▶ [WORK TASK A]
Summarize the passage on the CBS and Leslie Moonves case in two sentences.
▶ [WORK TASK B]
Turn the paragraph of the CBS and Leslie Moonves passage that begins "CBS will pay $28 million to the state" into a bulleted list that keeps its main facts.

(PASSAGE Opens)

In a 37-page report, James said CBS executives worked to conceal facts from shareholders and the public that would pose a risk to Moonves and the company, including through an attempted cover-up of a 2017 sexual assault report filed with the Los Angeles Police Department (LAPD).
Moonves resigned as the head of CBS in 2018 after facing a slew of sexual harassment and physical and sexual assault allegations from at least 12 women.
James said in addition to attempting to cover up multiple instances of sexual misconduct, at least one CBS executive, former Chief Communications Officer Gil Schwartz, sold millions of dollars of company stock before the allegations became public, violating New York’s laws on insider trading.
“CBS and Leslie Moonves’ attempts to silence victims, lie to the public, and mislead investors can only be described as reprehensible,” the attorney general said in a statement. “As a publicly traded company, CBS failed its most basic duty to be honest and transparent with the public and investors.”
“Today’s action should send a strong message to companies across New York that profiting off injustice will not be tolerated and those who violate the law will be held accountable,” she added.
CBS will pay $28 million to the state, with $22 million of that going to CBS shareholders and the additional $6 million going toward bolstering the reporting and investigating process for complaints of sexual harassment and assault.
Moonves will pay $2.5 million, which will go toward CBS shareholders.
CBS, which is now owned by Paramount Global and is based in New York, will also have to reform human resources practices around sexual harassment and provide biannual reports to the New York Office of the Attorney General (OAG).

(PASSAGE Closes)
(SUPPLIED DATA Opens)

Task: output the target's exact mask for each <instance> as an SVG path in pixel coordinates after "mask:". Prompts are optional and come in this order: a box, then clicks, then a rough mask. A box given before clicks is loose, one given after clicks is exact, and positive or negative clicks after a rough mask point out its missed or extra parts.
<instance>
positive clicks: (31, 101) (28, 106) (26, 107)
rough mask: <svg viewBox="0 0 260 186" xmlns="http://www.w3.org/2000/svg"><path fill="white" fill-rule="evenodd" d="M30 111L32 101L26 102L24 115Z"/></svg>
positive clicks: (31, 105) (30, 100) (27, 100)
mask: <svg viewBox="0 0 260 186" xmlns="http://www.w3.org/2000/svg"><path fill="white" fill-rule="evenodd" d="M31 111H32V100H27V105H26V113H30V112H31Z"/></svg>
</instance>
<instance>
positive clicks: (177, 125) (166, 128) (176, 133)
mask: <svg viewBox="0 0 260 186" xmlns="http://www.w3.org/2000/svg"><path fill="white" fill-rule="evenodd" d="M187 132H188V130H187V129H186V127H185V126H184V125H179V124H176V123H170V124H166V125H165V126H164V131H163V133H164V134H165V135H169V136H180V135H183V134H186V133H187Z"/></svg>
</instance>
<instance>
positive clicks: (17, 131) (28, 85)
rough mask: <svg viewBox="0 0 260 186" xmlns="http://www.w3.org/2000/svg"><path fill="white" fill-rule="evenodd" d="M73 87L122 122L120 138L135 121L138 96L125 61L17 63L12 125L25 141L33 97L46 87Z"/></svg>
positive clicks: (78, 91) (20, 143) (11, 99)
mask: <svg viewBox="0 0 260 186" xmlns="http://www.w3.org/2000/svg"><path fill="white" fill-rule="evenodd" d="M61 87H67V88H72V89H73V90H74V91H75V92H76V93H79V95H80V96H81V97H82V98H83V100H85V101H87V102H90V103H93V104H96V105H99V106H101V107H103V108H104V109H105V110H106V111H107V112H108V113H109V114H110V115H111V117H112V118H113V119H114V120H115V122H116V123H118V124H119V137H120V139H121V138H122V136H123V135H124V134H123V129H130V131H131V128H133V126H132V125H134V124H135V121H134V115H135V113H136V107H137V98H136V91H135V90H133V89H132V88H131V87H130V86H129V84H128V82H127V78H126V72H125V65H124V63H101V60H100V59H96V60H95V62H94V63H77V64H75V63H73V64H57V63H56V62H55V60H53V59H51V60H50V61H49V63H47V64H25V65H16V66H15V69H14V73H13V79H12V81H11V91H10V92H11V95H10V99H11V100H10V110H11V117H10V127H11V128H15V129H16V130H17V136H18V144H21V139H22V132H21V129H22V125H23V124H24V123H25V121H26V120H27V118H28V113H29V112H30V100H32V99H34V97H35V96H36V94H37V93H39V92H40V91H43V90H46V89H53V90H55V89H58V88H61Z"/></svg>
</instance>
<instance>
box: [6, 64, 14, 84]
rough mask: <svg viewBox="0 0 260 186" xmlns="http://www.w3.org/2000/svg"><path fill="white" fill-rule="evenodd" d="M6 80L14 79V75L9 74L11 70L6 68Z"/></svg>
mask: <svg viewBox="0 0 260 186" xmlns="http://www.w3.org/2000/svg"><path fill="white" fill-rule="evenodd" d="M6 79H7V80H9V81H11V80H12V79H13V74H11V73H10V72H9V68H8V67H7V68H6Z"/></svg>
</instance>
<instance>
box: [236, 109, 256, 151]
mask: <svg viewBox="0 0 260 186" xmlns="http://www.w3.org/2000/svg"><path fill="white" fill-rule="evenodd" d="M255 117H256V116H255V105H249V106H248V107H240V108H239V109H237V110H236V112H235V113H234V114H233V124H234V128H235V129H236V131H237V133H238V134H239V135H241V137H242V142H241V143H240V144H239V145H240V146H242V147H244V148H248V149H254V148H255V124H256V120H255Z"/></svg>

(SUPPLIED DATA Closes)

▶ [TASK ANSWER A]
In a 37-page report, Attorney General James said CBS executives concealed facts that posed a risk to Moonves and the company, including by attempting to cover up a 2017 sexual assault report filed with the LAPD, and that former Chief Communications Officer Gil Schwartz sold millions of dollars of company stock before the allegations became public, violating New York's insider trading laws. CBS will pay $28 million to the state and Moonves will pay $2.5 million to CBS shareholders, and CBS must also reform its human resources practices around sexual harassment and provide biannual reports to the New York Office of the Attorney General.

▶ [TASK ANSWER B]
- CBS will pay $28 million to the state.
- $22 million of that will go to CBS shareholders.
- The remaining $6 million will go toward strengthening the reporting and investigating process for sexual harassment and assault complaints.